* [ACTIVITY]
Please return every line from the entries that has the string "face" in it.

* [GIVEN RECORDS]
════

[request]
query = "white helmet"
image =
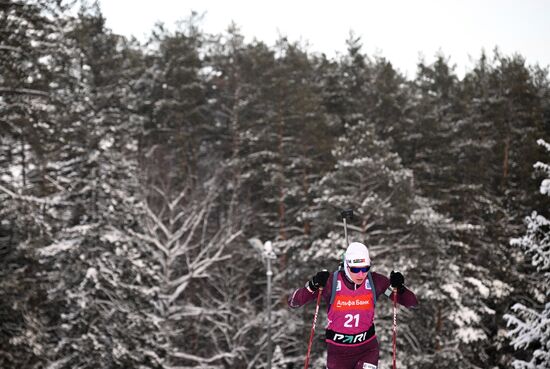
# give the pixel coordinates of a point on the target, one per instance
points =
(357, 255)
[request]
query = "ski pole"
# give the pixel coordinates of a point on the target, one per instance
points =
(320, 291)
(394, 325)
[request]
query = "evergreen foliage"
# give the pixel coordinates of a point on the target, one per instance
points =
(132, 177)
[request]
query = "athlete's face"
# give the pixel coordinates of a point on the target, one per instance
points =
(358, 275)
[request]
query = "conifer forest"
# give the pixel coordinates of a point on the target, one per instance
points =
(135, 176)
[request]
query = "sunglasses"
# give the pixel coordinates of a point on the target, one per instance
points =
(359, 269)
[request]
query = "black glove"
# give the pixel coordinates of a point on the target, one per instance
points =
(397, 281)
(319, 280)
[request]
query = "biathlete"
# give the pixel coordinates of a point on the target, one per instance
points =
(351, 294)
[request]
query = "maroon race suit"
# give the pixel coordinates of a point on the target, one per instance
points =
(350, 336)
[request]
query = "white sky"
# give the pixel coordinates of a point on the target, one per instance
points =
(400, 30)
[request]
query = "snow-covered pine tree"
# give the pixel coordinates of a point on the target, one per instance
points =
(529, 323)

════

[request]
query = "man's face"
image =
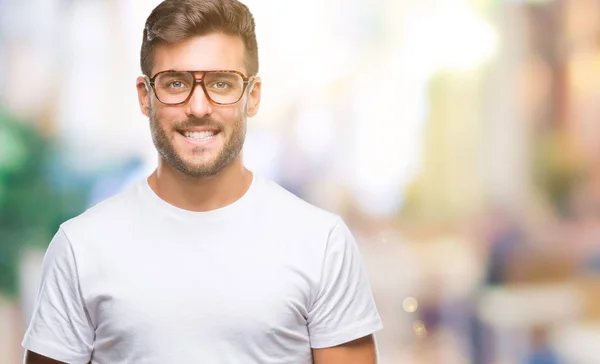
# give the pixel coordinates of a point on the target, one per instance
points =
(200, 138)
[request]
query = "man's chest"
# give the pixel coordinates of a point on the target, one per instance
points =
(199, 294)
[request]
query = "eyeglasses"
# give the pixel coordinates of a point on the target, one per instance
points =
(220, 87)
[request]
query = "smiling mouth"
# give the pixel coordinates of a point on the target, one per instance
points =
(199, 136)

════

* [SOLUTION BELOW]
query = "athlete's face"
query = "man's face"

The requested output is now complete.